Segment Open

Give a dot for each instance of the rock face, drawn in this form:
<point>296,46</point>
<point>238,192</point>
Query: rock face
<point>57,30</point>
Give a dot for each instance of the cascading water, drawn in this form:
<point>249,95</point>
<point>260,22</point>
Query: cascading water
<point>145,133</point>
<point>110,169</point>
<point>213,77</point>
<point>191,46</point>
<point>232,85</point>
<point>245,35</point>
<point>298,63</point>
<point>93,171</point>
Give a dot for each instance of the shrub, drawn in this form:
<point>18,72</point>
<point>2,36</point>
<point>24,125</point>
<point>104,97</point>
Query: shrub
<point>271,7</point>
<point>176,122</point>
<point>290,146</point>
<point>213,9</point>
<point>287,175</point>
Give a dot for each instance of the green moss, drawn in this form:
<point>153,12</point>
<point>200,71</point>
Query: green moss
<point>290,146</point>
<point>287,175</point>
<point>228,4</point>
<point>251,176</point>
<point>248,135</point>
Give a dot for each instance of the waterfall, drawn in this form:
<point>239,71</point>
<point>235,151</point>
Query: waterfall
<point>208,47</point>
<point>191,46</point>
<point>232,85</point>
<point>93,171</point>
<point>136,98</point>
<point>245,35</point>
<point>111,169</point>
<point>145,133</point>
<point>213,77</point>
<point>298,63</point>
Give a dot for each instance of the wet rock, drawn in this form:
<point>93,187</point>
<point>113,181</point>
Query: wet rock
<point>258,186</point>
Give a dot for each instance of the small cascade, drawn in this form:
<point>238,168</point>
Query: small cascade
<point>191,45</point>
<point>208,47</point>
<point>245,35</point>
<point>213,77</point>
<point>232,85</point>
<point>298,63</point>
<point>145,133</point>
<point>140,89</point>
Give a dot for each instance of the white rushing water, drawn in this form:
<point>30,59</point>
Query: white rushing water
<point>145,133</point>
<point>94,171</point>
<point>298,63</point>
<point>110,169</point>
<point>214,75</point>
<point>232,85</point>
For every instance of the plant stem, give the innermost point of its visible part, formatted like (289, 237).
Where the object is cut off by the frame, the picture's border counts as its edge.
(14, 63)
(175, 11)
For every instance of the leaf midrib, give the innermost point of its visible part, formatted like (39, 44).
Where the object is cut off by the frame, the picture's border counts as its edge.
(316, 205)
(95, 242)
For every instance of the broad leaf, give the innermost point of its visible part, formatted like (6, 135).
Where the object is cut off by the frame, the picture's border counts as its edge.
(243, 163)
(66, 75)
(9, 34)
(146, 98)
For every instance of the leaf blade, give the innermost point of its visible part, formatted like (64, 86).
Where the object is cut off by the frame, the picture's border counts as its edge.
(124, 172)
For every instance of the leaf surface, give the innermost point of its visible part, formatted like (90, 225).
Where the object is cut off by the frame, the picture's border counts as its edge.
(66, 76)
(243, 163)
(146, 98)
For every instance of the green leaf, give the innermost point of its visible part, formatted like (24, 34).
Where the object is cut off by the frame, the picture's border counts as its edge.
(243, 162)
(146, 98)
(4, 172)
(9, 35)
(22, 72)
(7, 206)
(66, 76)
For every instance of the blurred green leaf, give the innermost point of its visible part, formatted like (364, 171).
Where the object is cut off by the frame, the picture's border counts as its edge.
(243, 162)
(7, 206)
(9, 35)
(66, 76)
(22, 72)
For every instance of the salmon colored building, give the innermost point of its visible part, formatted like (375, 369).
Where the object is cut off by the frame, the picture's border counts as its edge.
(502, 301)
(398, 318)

Segment Closed

## Exercise instructions
Repeat the entries above exactly, beginning at their first line and ending with the line that contains "<point>260,22</point>", with nothing added.

## Answer
Give a dot for each instance of the rock face, drawn in this form:
<point>296,46</point>
<point>238,192</point>
Query: rock face
<point>57,30</point>
Give a dot for each instance of the cascading water, drawn in this form:
<point>249,95</point>
<point>260,22</point>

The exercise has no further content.